--- begin Data rows ---
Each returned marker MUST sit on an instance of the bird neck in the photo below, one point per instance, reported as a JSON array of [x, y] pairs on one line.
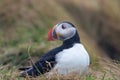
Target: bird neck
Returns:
[[72, 41]]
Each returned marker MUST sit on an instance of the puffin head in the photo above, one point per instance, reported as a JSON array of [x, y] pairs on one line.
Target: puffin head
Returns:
[[62, 31]]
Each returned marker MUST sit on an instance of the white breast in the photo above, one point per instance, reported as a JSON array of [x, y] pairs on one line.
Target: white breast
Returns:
[[72, 60]]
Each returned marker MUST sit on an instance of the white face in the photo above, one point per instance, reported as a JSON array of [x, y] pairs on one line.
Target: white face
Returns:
[[64, 31]]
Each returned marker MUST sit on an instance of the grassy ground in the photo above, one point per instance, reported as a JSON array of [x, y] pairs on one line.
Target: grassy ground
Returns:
[[23, 29]]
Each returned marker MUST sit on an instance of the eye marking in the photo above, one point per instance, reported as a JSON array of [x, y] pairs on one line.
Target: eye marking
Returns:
[[63, 27]]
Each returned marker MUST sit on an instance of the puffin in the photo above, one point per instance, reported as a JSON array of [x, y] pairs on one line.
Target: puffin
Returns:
[[69, 58]]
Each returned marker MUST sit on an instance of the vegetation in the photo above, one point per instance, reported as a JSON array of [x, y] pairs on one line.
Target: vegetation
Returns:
[[24, 25]]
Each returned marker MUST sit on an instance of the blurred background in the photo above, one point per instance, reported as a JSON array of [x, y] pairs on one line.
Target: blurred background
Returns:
[[24, 25]]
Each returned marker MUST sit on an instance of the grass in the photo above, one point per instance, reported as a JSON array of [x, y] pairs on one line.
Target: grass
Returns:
[[29, 28]]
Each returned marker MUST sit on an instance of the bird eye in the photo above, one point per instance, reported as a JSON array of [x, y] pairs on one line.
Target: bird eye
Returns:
[[63, 27]]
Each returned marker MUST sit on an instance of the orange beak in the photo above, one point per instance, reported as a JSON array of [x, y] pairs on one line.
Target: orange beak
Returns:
[[50, 33]]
--- end Data rows ---
= Problem to solve =
Please render the part of the listing that opens with the line containing "Each returned marker MUST sit on an instance of the orange" and runs through the end of the listing as a Markdown table with the columns Row and Line, one line per table row and blank lines left out.

= Output for this exercise =
| Row | Line |
|---|---|
| 1 | Each returned marker MUST sit on an instance of the orange beak in the photo above, one point per instance, reported as a JSON array of [x, y] pairs on one line. |
| 2 | Target: orange beak |
| 3 | Returns: |
| 4 | [[50, 33]] |